◆ Records from a data collection:
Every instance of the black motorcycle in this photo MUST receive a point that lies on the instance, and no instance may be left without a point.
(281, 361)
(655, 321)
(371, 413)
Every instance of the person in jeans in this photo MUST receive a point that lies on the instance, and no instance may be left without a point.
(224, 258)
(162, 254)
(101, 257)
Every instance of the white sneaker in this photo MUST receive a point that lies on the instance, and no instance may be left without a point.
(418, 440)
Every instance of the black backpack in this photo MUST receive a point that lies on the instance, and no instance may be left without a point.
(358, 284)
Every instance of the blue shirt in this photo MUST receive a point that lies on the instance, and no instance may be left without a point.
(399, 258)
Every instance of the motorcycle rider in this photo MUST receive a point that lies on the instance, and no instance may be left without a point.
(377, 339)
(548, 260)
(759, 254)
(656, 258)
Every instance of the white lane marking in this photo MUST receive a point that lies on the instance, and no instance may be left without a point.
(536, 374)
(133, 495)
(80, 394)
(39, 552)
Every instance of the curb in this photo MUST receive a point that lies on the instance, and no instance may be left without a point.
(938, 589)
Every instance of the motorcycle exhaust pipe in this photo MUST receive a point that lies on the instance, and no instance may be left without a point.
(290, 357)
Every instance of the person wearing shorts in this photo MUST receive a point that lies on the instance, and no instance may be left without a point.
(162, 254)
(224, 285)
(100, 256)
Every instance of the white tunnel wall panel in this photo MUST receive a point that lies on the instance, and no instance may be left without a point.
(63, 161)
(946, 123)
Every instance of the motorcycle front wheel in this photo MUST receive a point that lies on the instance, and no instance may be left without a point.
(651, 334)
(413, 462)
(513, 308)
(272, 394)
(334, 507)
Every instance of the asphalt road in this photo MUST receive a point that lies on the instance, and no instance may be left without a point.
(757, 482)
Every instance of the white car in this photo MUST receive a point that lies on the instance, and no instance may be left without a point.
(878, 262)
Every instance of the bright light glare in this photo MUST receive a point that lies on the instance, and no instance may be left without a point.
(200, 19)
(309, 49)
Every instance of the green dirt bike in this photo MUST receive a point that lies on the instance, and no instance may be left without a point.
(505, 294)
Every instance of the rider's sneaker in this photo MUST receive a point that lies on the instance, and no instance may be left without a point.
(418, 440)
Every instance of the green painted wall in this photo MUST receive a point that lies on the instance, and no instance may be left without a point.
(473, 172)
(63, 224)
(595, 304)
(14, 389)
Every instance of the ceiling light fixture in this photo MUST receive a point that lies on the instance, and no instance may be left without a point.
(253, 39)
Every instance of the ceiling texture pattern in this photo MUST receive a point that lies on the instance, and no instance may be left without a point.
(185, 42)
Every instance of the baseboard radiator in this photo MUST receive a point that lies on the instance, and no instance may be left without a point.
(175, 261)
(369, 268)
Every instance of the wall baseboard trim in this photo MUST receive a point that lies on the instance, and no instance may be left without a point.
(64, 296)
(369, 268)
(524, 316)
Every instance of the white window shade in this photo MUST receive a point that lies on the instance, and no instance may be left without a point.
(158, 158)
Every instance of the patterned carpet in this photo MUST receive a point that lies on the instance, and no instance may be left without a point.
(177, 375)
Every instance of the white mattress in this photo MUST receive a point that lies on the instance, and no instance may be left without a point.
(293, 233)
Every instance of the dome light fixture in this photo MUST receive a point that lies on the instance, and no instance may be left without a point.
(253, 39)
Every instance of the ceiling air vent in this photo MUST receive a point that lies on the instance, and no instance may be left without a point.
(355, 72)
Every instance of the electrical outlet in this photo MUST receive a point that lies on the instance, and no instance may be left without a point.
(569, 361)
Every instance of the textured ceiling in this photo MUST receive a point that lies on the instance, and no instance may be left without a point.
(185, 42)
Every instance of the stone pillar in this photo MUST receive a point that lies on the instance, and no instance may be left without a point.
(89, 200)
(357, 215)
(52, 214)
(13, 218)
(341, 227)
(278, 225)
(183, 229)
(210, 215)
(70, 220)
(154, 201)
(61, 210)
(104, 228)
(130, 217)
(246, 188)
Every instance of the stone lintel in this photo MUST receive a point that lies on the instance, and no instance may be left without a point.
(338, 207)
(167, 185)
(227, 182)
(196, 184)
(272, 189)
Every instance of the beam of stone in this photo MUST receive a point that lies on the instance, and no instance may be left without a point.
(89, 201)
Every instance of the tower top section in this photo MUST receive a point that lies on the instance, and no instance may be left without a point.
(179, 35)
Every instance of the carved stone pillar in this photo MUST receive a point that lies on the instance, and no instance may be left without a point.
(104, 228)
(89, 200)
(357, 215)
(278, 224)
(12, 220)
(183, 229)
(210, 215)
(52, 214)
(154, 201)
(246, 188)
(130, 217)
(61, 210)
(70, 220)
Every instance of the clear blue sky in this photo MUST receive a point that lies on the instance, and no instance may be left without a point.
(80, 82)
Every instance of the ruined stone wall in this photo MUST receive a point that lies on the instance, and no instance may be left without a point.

◆ REQUEST:
Using the entries above, please restate each one word for word.

◆ ANSWER TO THE TASK:
Every instance of the black motorcycle in this photo MUST receive a point that lies on the instance, and no instance may be left without a point.
(281, 361)
(655, 321)
(371, 413)
Every instance of the person in jeans in this photo MUST receive a point that lies on the instance, and no instance may be left without a point.
(224, 258)
(162, 254)
(101, 257)
Every instance of the white sneaker in this photo MUST receive a point that lies on the instance, and no instance may be left without a point.
(418, 440)
Every instance of the black backpack in this photo MUST receive a point that lies on the instance, and no instance may be left without a point.
(358, 284)
Every instance of the blue shirt in this photo MUST receive a point that lies on the instance, and no instance may be left without a point.
(399, 258)
Every instance of the motorcycle rider in this photo MUST receive a point that lies on the instance, and no instance may be left without a point.
(377, 339)
(548, 260)
(759, 254)
(656, 258)
Every instance of the white lane marking in this photo MUST receive a point that lies on the instance, and no instance may be left without a point.
(536, 374)
(133, 495)
(80, 394)
(39, 552)
Every instance of the curb in this photo MUST receive a point that lies on the instance, and no instance may be left without a point.
(938, 589)
Every instance of the motorcycle exhaust pipe in this photo MUST receive a point that lies on the instance, and no instance may be left without a point.
(290, 357)
Every instance of the person wearing shorts in this photo MUST receive a point that lies on the instance, and no instance may be left without a point.
(162, 254)
(224, 285)
(100, 256)
Every instance of the white tunnel wall panel in this photo MUST receive a point that lies on the instance, and no instance may be left without a point.
(63, 161)
(946, 123)
Every instance of the motorcycle front wheel in this photo MUST receive a point that lies on the instance, and no instance may be left without a point.
(651, 334)
(413, 462)
(513, 308)
(272, 394)
(334, 507)
Every instance of the asphalt road in this photo MUST receive a point that lies on the instance, and no instance may be left without a point.
(757, 482)
Every instance of the white car in this photo MUST receive a point that lies on the instance, and no instance may be left without a point.
(878, 262)
Every instance of the bright light glare in this photo MUST receive a point that lies on the instance, and no instance may be left without a point.
(200, 19)
(309, 49)
Every instance of the green dirt bike in this photo MUST receive a point that lies on the instance, and no instance may be left without a point.
(505, 294)
Every instance of the rider's sneaker in this photo MUST receive a point that lies on the instance, and no instance may be left without a point.
(418, 440)
Every instance of the green painted wall in this photo MUST receive a point that lies on the instance, and no instance may be left without a point.
(473, 172)
(63, 224)
(595, 304)
(14, 389)
Every instance of the ceiling light fixture in this photo MUST receive a point that lies on the instance, and no instance may be left without a point.
(253, 39)
Every instance of the ceiling texture pattern in this photo MUST receive a point that lies on the instance, and no instance may be left without a point.
(185, 42)
Every instance of the baseboard radiator in this photo MUST receive a point that lies on the instance, and no instance may be left without a point.
(175, 261)
(369, 268)
Every instance of the wall baseboard trim in this photo MUST receive a point that lies on the instance, and no instance may be left without a point.
(64, 296)
(369, 268)
(524, 316)
Every instance of the white window shade in this photo MUST receive a point that lies on the instance, and no instance may be left without a point.
(158, 158)
Every instance of the patterned carpet in this photo MUST receive a point that lies on the instance, and no instance may be left without a point.
(177, 375)
Every instance of the white mattress in this photo MUST receive a point that lies on the instance, and no instance may be left without a point.
(293, 233)
Every instance of the dome light fixture in this photo MUST receive a point that lies on the instance, and no instance may be left without a point.
(253, 39)
Every instance of the ceiling air vent in this photo MUST receive a point that lies on the instance, and no instance may be left without a point.
(355, 72)
Every instance of the electrical outlet in this photo MUST receive a point that lies on the instance, and no instance may be left without a point.
(569, 361)
Every instance of the textured ceiling in this photo MUST receive a point that lies on the instance, and no instance may be left without a point.
(185, 42)
Every instance of the stone pillar in this photo MUST receive a point that lies on the instance, and no instance may be left without a point.
(89, 200)
(357, 215)
(52, 214)
(13, 218)
(341, 227)
(278, 225)
(183, 229)
(210, 215)
(70, 220)
(154, 201)
(61, 210)
(104, 228)
(130, 217)
(246, 188)
Every instance of the stone lintel in this photo MUST receive a point that lies on the instance, and no instance may be left without a point.
(338, 207)
(167, 185)
(227, 182)
(196, 184)
(272, 189)
Every instance of the beam of stone in this photo MUST receive a point that lies on the instance, and no instance may be left without a point.
(89, 201)
Every instance of the tower top section in this photo MUST receive a point that lies on the instance, and no instance may be left without a point.
(179, 35)
Every instance of the carved stone pillar in this photo MUST receive a point that lies on the instance, and no instance may be left without a point.
(104, 228)
(89, 200)
(357, 215)
(278, 224)
(12, 220)
(183, 229)
(210, 215)
(52, 214)
(154, 201)
(246, 188)
(130, 217)
(61, 210)
(70, 220)
Every instance of the clear blue sky in this photo MUST receive a point that lies on the instance, and no instance may be left without a point.
(80, 82)
Every instance of the ruined stone wall in this photo MUST receive a point that lies on the instance, and no instance may be left without a point.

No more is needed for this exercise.